Object pointing dataset rows:
------------------------------------

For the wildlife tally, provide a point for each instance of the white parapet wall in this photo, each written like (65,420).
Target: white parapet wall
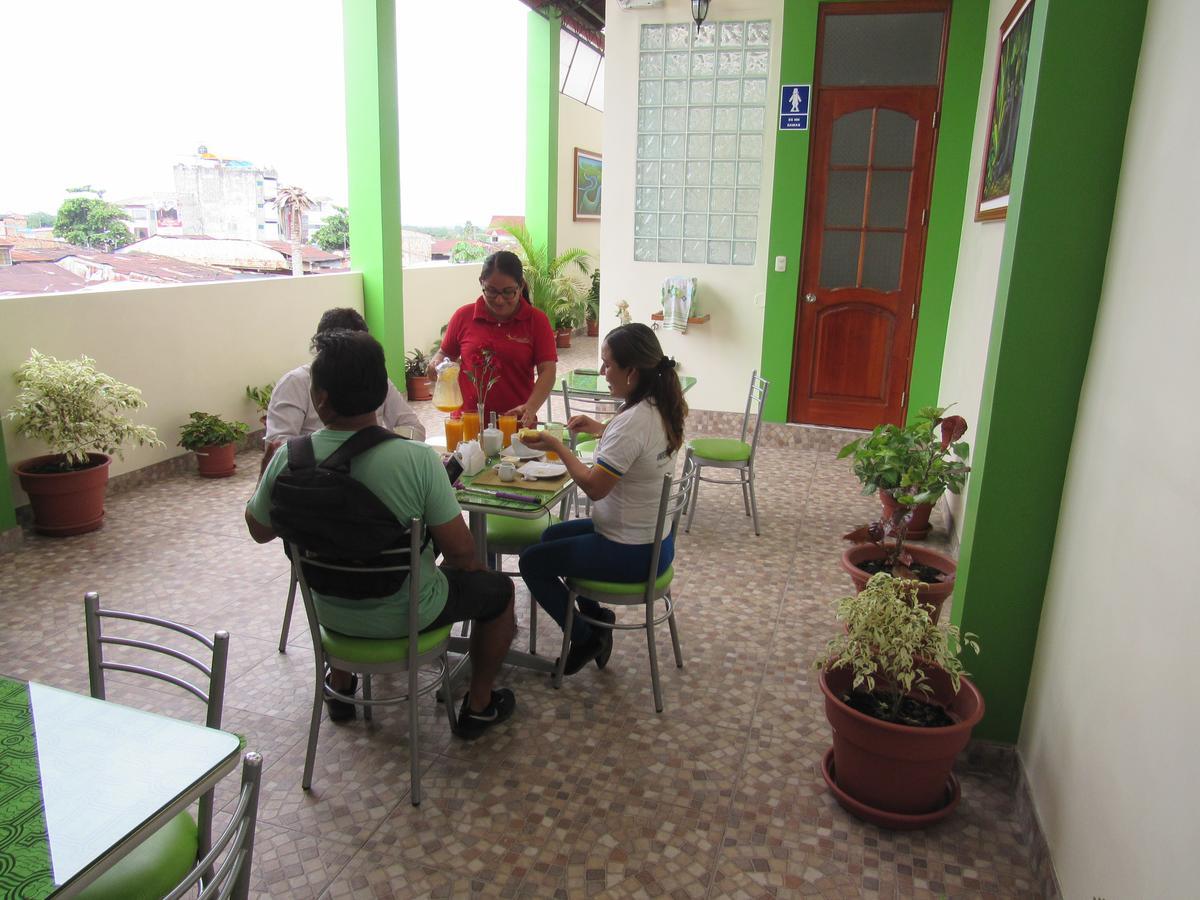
(190,347)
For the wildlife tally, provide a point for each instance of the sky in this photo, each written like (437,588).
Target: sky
(115,94)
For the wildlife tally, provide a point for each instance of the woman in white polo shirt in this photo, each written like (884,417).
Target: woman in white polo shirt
(637,448)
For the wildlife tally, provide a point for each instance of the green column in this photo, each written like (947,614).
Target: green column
(952,177)
(541,131)
(1071,141)
(372,159)
(7,514)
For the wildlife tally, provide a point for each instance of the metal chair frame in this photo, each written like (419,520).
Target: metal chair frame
(755,401)
(412,664)
(215,672)
(672,503)
(232,876)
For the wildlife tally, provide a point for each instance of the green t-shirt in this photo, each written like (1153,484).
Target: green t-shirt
(408,477)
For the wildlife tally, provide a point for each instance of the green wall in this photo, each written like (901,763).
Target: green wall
(541,131)
(1071,141)
(964,65)
(372,157)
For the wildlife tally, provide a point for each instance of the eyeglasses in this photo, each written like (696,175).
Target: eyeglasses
(492,293)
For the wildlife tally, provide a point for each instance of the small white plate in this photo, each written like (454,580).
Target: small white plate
(543,469)
(523,453)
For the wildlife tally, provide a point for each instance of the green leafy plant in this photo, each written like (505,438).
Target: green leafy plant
(891,642)
(73,409)
(261,396)
(552,280)
(417,364)
(208,430)
(916,463)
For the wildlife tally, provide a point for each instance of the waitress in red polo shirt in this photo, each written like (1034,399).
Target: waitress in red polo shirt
(520,337)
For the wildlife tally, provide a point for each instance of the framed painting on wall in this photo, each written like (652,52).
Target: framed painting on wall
(1006,112)
(588,178)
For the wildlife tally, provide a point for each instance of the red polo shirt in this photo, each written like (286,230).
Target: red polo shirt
(519,345)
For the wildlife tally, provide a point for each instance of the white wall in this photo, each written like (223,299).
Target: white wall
(1111,726)
(723,352)
(975,282)
(431,295)
(191,347)
(579,126)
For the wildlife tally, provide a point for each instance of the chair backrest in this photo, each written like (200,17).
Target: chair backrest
(576,403)
(231,879)
(407,561)
(214,670)
(755,401)
(672,504)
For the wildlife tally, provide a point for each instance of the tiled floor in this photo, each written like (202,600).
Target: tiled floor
(587,791)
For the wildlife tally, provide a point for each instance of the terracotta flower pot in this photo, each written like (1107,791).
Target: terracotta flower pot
(918,526)
(418,388)
(898,775)
(216,461)
(65,502)
(928,594)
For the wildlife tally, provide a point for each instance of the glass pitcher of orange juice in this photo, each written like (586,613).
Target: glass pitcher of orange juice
(447,393)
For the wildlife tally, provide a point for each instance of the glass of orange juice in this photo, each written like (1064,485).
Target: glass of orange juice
(469,426)
(508,425)
(454,432)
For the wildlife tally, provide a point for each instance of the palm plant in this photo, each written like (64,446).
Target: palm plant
(556,283)
(292,203)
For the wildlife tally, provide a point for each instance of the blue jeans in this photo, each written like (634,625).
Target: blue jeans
(574,550)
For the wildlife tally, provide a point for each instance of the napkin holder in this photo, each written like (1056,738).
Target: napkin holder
(472,457)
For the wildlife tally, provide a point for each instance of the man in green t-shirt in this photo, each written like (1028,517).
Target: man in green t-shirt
(349,381)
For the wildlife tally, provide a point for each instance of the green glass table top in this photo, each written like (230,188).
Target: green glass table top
(78,775)
(589,381)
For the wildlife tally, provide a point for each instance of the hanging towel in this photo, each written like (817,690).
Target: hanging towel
(678,303)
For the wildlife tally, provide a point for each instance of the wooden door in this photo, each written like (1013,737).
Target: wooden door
(870,172)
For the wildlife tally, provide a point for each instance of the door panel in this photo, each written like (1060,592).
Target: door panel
(870,171)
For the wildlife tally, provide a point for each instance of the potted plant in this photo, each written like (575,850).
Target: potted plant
(77,412)
(262,399)
(417,370)
(912,466)
(593,306)
(899,706)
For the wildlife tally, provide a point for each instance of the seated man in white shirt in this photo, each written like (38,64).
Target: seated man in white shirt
(291,412)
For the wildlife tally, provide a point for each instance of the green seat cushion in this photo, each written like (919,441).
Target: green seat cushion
(589,587)
(720,449)
(369,649)
(155,867)
(509,532)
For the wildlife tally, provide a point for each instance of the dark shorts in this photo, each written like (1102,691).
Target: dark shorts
(479,595)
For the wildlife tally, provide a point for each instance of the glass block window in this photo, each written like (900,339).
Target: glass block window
(701,123)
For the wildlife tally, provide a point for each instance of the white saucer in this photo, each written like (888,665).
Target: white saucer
(543,469)
(522,453)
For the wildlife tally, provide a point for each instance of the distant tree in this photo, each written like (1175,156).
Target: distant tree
(93,223)
(335,232)
(292,202)
(468,252)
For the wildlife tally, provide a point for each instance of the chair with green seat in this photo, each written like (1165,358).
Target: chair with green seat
(730,454)
(425,661)
(672,503)
(166,857)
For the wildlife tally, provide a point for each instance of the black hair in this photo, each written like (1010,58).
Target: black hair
(339,318)
(505,263)
(635,346)
(351,367)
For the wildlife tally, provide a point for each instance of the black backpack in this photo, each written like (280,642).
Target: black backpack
(330,515)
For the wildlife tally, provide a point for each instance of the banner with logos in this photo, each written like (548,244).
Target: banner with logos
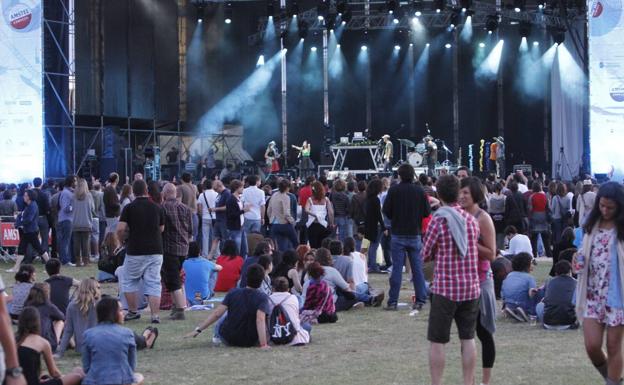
(21,100)
(606,87)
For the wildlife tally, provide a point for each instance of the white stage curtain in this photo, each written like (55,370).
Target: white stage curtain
(568,95)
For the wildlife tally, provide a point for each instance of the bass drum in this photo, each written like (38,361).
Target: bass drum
(414,159)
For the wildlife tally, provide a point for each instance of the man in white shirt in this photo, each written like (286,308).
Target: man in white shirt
(206,201)
(518,243)
(254,199)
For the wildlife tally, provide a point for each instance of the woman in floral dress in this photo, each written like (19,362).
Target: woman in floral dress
(600,290)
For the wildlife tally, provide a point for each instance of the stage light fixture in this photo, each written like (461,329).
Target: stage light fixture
(228,13)
(270,8)
(391,6)
(438,5)
(559,36)
(303,29)
(491,23)
(525,29)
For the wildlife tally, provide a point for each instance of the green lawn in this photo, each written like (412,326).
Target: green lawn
(368,346)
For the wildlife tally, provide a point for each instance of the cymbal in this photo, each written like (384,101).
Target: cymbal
(407,142)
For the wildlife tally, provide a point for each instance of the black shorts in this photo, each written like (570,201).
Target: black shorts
(444,311)
(29,239)
(172,264)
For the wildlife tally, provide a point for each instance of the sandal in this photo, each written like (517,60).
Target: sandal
(153,332)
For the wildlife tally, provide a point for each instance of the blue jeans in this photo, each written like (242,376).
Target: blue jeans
(63,233)
(240,238)
(252,226)
(345,228)
(410,246)
(362,293)
(285,236)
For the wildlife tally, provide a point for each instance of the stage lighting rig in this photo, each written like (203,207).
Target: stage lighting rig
(491,23)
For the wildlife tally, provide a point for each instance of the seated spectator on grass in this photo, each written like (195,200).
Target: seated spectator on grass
(201,276)
(52,320)
(267,264)
(517,288)
(344,298)
(557,311)
(363,291)
(31,346)
(231,266)
(59,284)
(518,243)
(241,317)
(319,301)
(262,248)
(112,255)
(290,304)
(24,280)
(109,350)
(80,315)
(288,269)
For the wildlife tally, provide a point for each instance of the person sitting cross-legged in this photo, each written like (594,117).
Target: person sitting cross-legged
(241,317)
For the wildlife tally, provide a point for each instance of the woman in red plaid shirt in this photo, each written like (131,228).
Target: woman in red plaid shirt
(451,242)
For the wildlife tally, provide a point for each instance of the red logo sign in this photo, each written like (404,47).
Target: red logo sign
(20,16)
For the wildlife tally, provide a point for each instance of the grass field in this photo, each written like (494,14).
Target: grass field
(368,346)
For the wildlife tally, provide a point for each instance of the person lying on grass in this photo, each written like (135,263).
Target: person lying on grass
(241,318)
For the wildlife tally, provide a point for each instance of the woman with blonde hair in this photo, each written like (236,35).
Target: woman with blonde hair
(80,315)
(83,214)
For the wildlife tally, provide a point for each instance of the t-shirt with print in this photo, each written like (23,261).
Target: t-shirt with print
(239,326)
(144,219)
(59,291)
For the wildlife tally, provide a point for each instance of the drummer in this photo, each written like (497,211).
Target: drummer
(431,154)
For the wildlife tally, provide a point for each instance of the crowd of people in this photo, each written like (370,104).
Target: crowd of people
(279,256)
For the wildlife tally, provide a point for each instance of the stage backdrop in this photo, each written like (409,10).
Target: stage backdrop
(606,87)
(21,128)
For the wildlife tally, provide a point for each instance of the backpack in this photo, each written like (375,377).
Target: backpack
(281,329)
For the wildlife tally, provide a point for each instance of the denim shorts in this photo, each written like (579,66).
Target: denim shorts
(146,267)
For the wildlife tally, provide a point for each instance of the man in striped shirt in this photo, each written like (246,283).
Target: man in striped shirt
(451,242)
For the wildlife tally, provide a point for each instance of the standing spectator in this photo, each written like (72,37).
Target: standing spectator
(82,222)
(373,223)
(141,225)
(234,212)
(496,209)
(471,196)
(585,201)
(43,203)
(406,205)
(600,288)
(109,349)
(207,201)
(341,202)
(451,242)
(220,230)
(538,219)
(112,208)
(99,220)
(560,209)
(27,220)
(9,364)
(65,218)
(320,215)
(281,218)
(254,199)
(187,191)
(176,237)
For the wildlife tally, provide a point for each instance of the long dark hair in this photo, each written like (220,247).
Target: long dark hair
(614,192)
(28,323)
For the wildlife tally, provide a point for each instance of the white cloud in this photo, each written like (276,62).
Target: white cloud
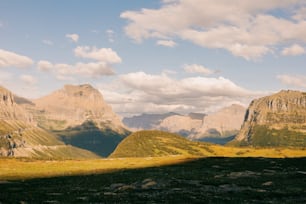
(11,59)
(139,92)
(300,14)
(68,72)
(44,65)
(293,50)
(106,55)
(293,80)
(4,76)
(48,42)
(28,79)
(166,43)
(110,34)
(195,68)
(74,37)
(247,29)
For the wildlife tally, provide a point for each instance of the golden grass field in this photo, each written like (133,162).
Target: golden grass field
(24,168)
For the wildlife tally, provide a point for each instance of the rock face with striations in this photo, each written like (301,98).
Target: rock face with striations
(10,110)
(276,120)
(73,105)
(223,123)
(79,116)
(20,136)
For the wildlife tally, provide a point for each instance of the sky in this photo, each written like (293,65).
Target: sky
(155,56)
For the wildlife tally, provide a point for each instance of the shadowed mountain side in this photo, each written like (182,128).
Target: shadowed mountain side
(88,136)
(146,121)
(278,120)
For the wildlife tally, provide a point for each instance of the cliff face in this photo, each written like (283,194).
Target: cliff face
(74,105)
(222,123)
(276,120)
(80,117)
(184,125)
(9,110)
(20,136)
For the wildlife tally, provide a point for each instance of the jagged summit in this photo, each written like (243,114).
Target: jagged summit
(75,104)
(9,109)
(275,120)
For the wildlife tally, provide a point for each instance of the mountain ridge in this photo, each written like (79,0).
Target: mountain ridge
(275,120)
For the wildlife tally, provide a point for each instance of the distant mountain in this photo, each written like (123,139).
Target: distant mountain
(276,120)
(183,125)
(145,121)
(79,115)
(20,136)
(223,123)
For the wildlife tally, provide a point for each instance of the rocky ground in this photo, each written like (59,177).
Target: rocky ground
(210,180)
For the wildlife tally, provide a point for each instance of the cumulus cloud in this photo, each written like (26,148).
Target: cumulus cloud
(293,80)
(138,92)
(195,68)
(73,37)
(247,29)
(28,79)
(48,42)
(11,59)
(293,50)
(4,76)
(106,55)
(166,43)
(110,34)
(44,65)
(68,72)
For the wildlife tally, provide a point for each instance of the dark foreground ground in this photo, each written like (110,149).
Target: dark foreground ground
(210,180)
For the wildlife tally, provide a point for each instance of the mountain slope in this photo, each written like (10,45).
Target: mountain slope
(154,143)
(20,137)
(183,125)
(79,115)
(145,121)
(223,123)
(276,120)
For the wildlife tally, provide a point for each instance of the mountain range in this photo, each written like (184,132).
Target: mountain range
(74,116)
(21,136)
(275,120)
(196,126)
(76,122)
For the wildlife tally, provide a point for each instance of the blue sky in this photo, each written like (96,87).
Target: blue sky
(155,56)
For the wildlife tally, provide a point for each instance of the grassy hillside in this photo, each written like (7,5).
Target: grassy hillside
(158,143)
(205,180)
(20,139)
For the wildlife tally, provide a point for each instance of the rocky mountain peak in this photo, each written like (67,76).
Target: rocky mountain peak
(6,97)
(9,109)
(277,118)
(75,104)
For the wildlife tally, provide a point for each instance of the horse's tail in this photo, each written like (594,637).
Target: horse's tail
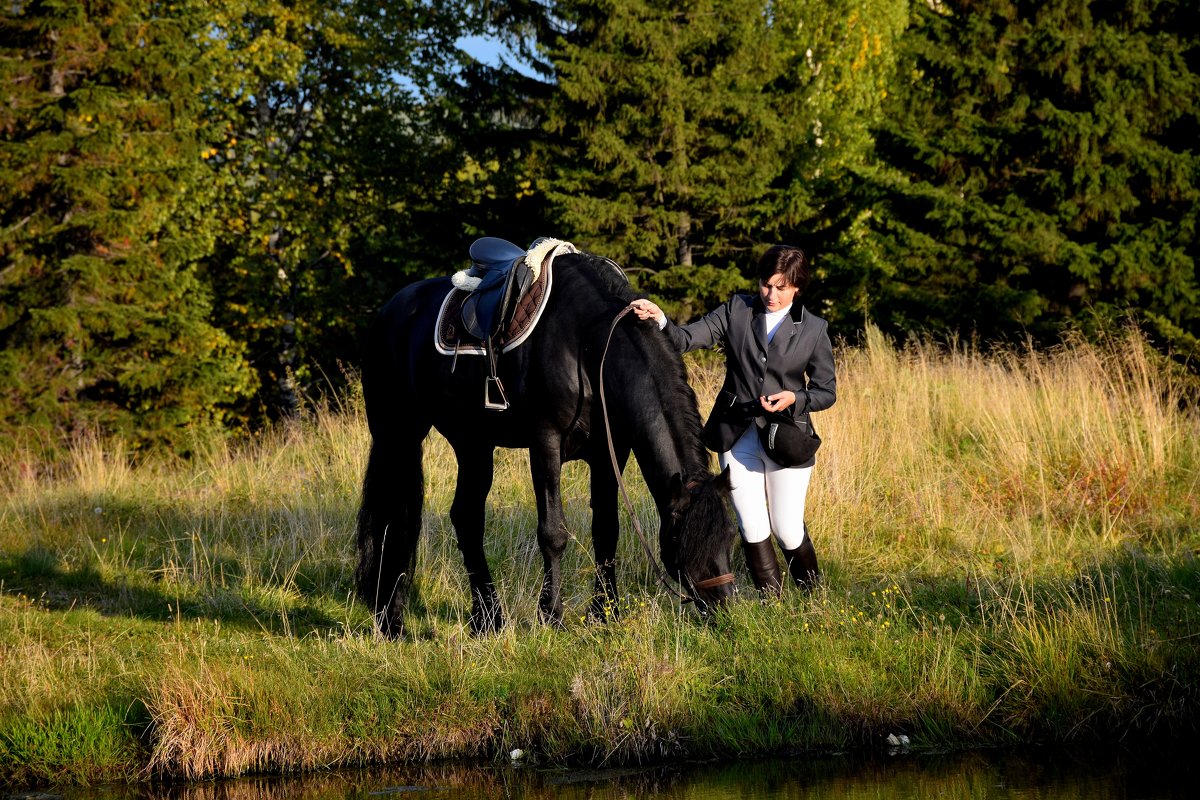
(389,524)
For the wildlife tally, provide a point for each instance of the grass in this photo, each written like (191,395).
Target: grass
(1009,545)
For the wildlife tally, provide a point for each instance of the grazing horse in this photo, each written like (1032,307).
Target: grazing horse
(555,411)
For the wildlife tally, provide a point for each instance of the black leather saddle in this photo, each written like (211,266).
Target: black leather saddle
(504,277)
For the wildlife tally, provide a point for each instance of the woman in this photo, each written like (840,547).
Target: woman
(779,359)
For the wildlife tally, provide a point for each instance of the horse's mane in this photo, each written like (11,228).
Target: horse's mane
(670,382)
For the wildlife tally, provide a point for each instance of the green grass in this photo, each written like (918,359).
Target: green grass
(1009,545)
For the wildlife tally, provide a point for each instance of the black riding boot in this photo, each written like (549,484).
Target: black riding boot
(802,564)
(763,567)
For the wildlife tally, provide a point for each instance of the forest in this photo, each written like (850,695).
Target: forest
(203,202)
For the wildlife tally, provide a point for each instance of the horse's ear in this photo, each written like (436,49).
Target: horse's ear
(723,482)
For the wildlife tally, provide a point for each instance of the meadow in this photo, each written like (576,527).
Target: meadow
(1009,545)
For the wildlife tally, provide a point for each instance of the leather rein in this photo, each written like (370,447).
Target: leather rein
(664,578)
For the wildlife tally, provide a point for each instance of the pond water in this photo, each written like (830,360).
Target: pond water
(1077,774)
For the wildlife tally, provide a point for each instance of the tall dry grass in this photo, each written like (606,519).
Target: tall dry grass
(1008,539)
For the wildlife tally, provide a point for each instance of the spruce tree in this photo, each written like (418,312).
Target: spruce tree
(690,136)
(103,324)
(1039,166)
(321,163)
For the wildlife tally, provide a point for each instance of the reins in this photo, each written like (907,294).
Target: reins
(664,578)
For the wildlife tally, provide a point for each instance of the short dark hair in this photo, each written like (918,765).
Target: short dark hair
(786,260)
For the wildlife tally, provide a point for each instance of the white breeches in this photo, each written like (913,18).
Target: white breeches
(766,497)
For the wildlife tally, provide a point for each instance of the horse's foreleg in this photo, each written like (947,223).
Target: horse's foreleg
(605,531)
(389,528)
(545,463)
(467,512)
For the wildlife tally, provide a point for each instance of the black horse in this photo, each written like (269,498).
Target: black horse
(551,383)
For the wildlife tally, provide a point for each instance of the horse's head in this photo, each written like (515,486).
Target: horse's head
(699,537)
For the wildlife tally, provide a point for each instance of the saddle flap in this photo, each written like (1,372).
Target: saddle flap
(492,250)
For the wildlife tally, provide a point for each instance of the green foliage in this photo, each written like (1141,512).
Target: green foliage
(103,323)
(1037,162)
(696,134)
(322,152)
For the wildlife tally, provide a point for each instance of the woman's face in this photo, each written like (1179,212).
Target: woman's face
(777,293)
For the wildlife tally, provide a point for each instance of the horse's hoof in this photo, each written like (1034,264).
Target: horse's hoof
(603,611)
(486,621)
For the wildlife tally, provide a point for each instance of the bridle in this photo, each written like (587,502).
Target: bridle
(664,578)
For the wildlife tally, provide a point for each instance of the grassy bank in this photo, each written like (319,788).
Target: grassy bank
(1009,545)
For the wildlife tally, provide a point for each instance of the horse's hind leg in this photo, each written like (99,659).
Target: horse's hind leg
(389,529)
(467,512)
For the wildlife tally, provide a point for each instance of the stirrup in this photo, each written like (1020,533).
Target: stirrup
(499,404)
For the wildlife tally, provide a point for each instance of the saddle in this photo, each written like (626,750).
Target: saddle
(496,304)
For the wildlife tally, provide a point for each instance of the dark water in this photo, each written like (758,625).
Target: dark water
(1079,774)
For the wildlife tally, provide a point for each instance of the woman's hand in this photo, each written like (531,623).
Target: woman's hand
(647,310)
(779,401)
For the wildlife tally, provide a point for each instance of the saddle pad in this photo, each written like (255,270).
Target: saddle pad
(451,338)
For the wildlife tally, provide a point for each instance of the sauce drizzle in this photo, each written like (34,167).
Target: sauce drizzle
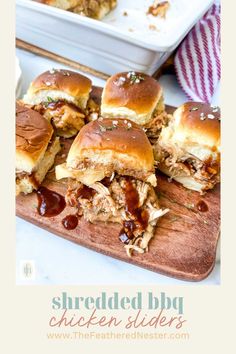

------------------------------------

Aim of the exercise -
Can you find every line in the data above that contains the string "mane" and copy each one out? Matching is case-sensitive.

Problem solution -
For the wildlife tally, provide a point for each instance of the horse's mane in this photo, each written like (11,228).
Target: horse's mane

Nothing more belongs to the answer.